EXERCISE INSTRUCTIONS >> Shift every coordinate in the answers up by 77 and write out everything from the start of the items down through the line containing "[[14,23],[14,1],[8,0],[8,7],[9,7],[9,22]]", requests included. Leave the pictures out.

(Saved entries)
- - - - -

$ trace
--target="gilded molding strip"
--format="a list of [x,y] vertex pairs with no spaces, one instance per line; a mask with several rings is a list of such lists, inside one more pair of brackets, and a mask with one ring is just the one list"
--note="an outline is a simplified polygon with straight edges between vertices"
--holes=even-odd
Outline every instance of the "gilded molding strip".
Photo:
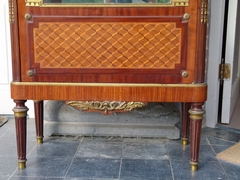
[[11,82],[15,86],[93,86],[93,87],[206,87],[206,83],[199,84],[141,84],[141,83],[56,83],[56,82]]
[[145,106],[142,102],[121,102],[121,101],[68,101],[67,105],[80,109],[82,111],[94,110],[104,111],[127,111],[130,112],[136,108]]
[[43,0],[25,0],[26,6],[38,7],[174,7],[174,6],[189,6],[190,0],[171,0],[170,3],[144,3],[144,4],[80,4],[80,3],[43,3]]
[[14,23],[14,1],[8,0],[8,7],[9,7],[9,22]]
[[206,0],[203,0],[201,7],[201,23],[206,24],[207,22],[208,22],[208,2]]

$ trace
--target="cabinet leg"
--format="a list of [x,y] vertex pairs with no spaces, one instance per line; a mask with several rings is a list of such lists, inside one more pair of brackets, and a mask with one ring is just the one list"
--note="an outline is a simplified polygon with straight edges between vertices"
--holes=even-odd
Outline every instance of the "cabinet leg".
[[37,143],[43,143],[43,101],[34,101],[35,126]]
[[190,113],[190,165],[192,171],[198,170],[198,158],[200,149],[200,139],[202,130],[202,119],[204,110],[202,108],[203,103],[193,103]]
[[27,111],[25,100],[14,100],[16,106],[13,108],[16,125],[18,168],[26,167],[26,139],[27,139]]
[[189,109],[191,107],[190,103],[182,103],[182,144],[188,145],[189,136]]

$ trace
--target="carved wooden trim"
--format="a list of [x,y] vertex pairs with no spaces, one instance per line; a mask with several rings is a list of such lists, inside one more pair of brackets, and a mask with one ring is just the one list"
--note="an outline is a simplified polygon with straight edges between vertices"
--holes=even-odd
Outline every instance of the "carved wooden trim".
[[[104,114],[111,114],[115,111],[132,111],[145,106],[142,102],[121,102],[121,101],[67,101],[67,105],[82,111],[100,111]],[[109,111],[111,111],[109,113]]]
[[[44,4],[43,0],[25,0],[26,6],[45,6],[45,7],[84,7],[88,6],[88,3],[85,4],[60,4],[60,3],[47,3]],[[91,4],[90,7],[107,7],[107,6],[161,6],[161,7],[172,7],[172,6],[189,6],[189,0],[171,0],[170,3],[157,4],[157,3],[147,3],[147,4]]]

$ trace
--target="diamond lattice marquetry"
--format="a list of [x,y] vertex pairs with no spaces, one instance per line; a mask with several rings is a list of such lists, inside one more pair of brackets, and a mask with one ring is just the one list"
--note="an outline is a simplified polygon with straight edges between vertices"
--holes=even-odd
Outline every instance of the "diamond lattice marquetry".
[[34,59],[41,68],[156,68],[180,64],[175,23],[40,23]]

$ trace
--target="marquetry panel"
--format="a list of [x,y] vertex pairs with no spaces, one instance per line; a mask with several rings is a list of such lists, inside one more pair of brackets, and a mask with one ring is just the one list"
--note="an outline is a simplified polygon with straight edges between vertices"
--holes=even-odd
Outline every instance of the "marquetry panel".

- - - - -

EXERCISE RESULT >>
$ trace
--target="gilded molding strip"
--format="a list of [x,y] vertex pairs with no spaces, one instance per line; a mask with several rings is a list of such lists, inside one more pair of brackets, and a mask with one ring is just the one list"
--note="an outline is a simplified polygon with straight edges between vertices"
--holes=even-odd
Outline every instance of the "gilded molding strip".
Photo:
[[88,159],[92,163],[170,163],[170,164],[283,164],[283,160],[276,161],[218,161],[218,160],[133,160],[133,159]]
[[222,183],[219,179],[198,179],[198,178],[145,178],[144,182],[157,186],[159,188],[171,187],[181,188],[204,188],[207,189],[213,185]]
[[120,77],[102,77],[103,83],[115,84],[251,84],[251,83],[266,83],[267,77],[248,77],[247,80],[221,80],[221,81],[157,81],[157,80],[120,80]]
[[91,100],[91,78],[85,77],[85,84],[86,84],[86,99]]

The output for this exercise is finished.